▶ [Try it]:
Every entry below must be repeated exactly; skip the pictures.
------ Material for this task ------
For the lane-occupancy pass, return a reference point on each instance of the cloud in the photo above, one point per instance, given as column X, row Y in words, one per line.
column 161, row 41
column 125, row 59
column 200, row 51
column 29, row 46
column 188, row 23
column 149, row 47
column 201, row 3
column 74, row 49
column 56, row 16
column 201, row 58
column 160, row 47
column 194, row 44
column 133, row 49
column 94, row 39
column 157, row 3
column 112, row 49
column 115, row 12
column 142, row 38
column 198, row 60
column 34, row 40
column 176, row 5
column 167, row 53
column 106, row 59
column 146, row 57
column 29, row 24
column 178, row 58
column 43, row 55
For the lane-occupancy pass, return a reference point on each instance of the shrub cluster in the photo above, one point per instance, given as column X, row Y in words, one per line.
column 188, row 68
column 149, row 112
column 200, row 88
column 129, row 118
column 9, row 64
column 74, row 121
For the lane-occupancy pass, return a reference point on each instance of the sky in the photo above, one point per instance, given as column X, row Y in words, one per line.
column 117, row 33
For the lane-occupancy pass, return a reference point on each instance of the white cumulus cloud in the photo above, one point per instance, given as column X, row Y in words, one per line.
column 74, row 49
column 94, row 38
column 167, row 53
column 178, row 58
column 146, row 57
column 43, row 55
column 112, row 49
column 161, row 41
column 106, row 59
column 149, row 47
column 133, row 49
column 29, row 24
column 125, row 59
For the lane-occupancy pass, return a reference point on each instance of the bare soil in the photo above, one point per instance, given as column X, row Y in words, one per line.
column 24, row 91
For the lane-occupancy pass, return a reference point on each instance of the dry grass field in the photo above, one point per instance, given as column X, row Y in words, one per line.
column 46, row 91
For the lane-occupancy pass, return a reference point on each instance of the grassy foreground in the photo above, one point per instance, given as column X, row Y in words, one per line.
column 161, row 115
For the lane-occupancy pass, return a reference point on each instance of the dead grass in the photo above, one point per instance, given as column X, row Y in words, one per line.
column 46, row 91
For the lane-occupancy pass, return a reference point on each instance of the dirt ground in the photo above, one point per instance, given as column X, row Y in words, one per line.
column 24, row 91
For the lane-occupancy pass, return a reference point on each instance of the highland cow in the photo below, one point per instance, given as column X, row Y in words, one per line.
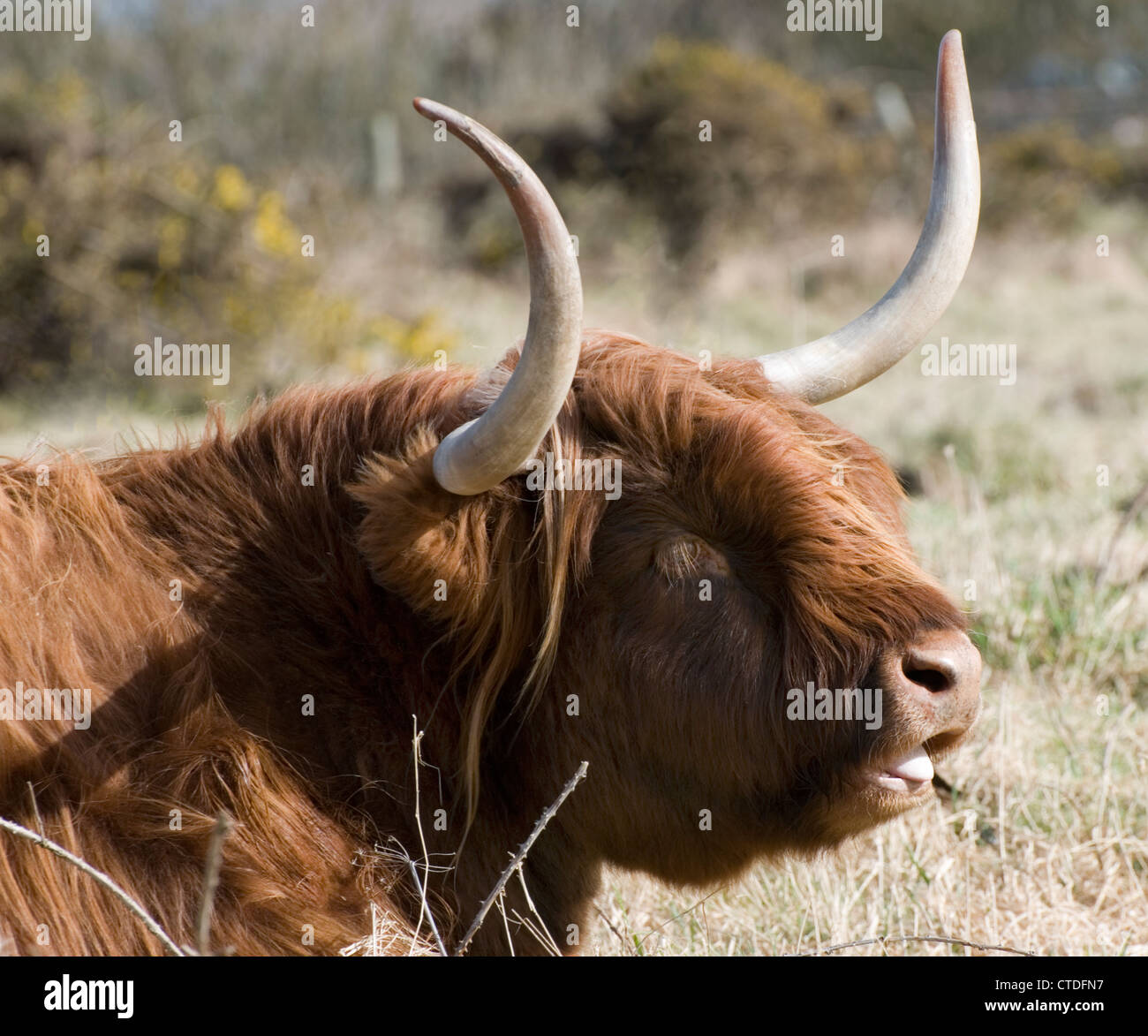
------
▶ [Written solution]:
For the lane-occupancy pass, return a reference point on each instance of the cloud in the photo above, one point per instance, given as column X, row Y in words, one per line.
column 161, row 41
column 125, row 59
column 200, row 51
column 29, row 46
column 188, row 23
column 149, row 47
column 201, row 3
column 74, row 49
column 56, row 16
column 201, row 58
column 160, row 47
column 194, row 44
column 133, row 49
column 94, row 39
column 157, row 3
column 112, row 49
column 115, row 12
column 142, row 38
column 198, row 60
column 34, row 40
column 176, row 5
column 167, row 53
column 106, row 59
column 146, row 57
column 29, row 24
column 178, row 58
column 43, row 55
For the lane-occupancy pass, return a reference point on each instance of the shrub cluster in the photo above, one point per instance, given as column X, row Y in words, one per line.
column 188, row 68
column 149, row 112
column 200, row 88
column 129, row 118
column 9, row 64
column 74, row 121
For the lane-occupancy pass, return a reference point on each instance of the sky in the photo above, one point per instance, given as column X, row Y in words, one per line.
column 117, row 33
For the lane-occupancy pass, return a reference point on each instance of the white cumulus cloud in the photo above, one point per instance, given as column X, row Y in words, one per line.
column 74, row 49
column 94, row 38
column 167, row 53
column 178, row 58
column 146, row 57
column 43, row 55
column 112, row 49
column 161, row 41
column 106, row 59
column 149, row 47
column 133, row 49
column 29, row 24
column 125, row 59
For the lane-occupancy pass, return a reference point on each instance of the bare soil in the photo above, one point per instance, given as column X, row Y in words, one per line.
column 24, row 91
For the lane-occupancy pass, return a reference point on each instance of the dry grass field in the photo above, one point per instance, given as column X, row Y in words, one per line.
column 46, row 91
For the lane-occupancy pass, return a reference point on each instance of the grassy foreground in the photo above, one point per instance, given as column X, row Y in words, one per line.
column 161, row 115
For the lane-occupancy pass, return a reference point on each instance of the dead grass in the photo above, one point per instance, given as column X, row Y in words, one per line.
column 46, row 91
For the lane-occupancy pass, return a reference point on each instance of the dirt ground in the photo above, one point per instance, given as column X, row Y in words, one per line.
column 24, row 91
For the lane-occupancy pass, return a reference point on each instance of the highland cow in the photo below, one point per instance, given as column X, row Y in words, one per line.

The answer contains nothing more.